Transcreva, sem qualquer alteração, o trecho do texto sobre Genival Ribeiro que vai de "Foto: Afonso Ventania/" a "interlocutor enquanto conversa.".

* [TEXTO FORNECIDO]
• • •

Deficiência não é limite, pega a visão de um vencedor!

Genival Ribeiro é um dos trabalhadores com deficiência nos viveiros da Novacap. Ele já participou da São Silvestre e de duas ultramaratonas de ciclismo

Afonso Ventania

31/01/2024 5h59

Foto: Afonso Ventania/ Jornal de Brasília

“Meu sonho era conhecer o rosto dos meus filhos, mas poucos dias antes do nascimento da minha primogênita eu fiquei cego”, lamenta Genival Ribeiro, que é pai de um casal. O paraibano de Piancó é um homem baixo de estatura e esculpido pela resiliência sertaneja. Não se entrega diante dos problemas e dos desafios, por mais difíceis que sejam. Muito falante, usa as palavras em alta velocidade como que para compensar a falta dos olhos. Parece afobado e que está sempre atrasado. Orgulhoso, faz questão de buscar os olhos do interlocutor enquanto conversa.

“O trabalho e o esporte foram ferramentas indispensáveis para eu superar a minha cegueira. Já não tenho mais vergonha e procuro ‘olhar’ para quem conversa comigo”.

• • •

* [MATERIAL FORNECIDO]
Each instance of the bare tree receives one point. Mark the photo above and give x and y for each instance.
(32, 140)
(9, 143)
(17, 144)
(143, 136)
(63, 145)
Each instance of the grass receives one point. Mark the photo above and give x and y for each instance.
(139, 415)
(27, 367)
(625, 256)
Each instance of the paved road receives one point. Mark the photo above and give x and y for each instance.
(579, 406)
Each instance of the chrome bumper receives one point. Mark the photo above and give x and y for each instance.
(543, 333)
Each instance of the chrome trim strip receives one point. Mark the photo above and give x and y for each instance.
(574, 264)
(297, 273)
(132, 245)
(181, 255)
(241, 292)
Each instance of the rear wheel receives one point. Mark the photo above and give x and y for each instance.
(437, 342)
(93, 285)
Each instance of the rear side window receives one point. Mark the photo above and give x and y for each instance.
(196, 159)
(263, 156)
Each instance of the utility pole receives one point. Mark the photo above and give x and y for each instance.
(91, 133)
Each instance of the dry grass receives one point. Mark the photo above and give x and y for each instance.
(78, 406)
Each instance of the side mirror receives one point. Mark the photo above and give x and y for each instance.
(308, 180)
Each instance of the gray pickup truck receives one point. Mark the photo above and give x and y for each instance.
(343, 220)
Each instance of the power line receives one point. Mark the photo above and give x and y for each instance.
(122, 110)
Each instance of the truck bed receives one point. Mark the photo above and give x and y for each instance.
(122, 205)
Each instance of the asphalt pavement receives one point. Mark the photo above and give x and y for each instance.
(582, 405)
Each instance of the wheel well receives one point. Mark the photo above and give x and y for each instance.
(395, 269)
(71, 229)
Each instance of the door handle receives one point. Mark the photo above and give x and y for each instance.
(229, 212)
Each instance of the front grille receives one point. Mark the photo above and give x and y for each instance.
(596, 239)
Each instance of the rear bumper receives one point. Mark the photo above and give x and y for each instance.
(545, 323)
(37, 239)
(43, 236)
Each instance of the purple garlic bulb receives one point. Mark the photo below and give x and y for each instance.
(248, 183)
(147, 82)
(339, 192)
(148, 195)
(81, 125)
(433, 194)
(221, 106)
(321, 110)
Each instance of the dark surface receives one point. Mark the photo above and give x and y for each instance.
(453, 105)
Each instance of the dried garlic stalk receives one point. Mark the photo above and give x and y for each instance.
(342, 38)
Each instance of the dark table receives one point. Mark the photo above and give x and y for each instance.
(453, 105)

• • •

* [SOLUÇÃO COMPLETA]
Foto: Afonso Ventania/ Jornal de Brasília

“Meu sonho era conhecer o rosto dos meus filhos, mas poucos dias antes do nascimento da minha primogênita eu fiquei cego”, lamenta Genival Ribeiro, que é pai de um casal. O paraibano de Piancó é um homem baixo de estatura e esculpido pela resiliência sertaneja. Não se entrega diante dos problemas e dos desafios, por mais difíceis que sejam. Muito falante, usa as palavras em alta velocidade como que para compensar a falta dos olhos. Parece afobado e que está sempre atrasado. Orgulhoso, faz questão de buscar os olhos do interlocutor enquanto conversa.